Exercise task: Starting from the line containing "task | drop a marker on every instance of the blue", write out the rest of the entries exactly, through the final line, including nothing else.

Given information:

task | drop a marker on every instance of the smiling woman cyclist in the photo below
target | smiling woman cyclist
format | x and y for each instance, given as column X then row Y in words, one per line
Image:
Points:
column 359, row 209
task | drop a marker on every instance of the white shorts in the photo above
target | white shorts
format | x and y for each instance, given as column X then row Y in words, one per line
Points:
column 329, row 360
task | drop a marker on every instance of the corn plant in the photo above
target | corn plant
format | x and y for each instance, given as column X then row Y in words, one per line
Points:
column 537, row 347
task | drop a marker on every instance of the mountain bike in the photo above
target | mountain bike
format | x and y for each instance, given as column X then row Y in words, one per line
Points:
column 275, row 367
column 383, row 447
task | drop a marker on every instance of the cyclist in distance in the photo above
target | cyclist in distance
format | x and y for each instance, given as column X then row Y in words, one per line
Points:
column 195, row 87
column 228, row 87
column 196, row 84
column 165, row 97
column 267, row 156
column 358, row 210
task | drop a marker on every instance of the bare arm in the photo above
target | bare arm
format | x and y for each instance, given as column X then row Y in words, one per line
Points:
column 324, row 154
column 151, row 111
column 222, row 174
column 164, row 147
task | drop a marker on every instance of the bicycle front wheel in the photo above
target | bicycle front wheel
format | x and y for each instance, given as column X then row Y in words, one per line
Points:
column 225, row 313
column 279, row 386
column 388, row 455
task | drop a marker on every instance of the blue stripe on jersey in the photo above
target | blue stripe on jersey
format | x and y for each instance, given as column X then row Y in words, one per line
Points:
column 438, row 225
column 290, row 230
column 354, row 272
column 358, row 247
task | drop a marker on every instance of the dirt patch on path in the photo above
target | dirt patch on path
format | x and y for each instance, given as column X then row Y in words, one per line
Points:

Response to the exercise:
task | drop a marker on every instance of the blue stripe on jersey in the photo above
target | blue stripe on jersey
format | x and y for each instance, given as column X then row Y in words, one per line
Points:
column 438, row 225
column 290, row 230
column 354, row 272
column 358, row 247
task | drop a marker on every instance of the dirt patch on path in the photo above
target | dirt patch on path
format | x and y for each instance, given as column X then row Y in words, one per line
Points:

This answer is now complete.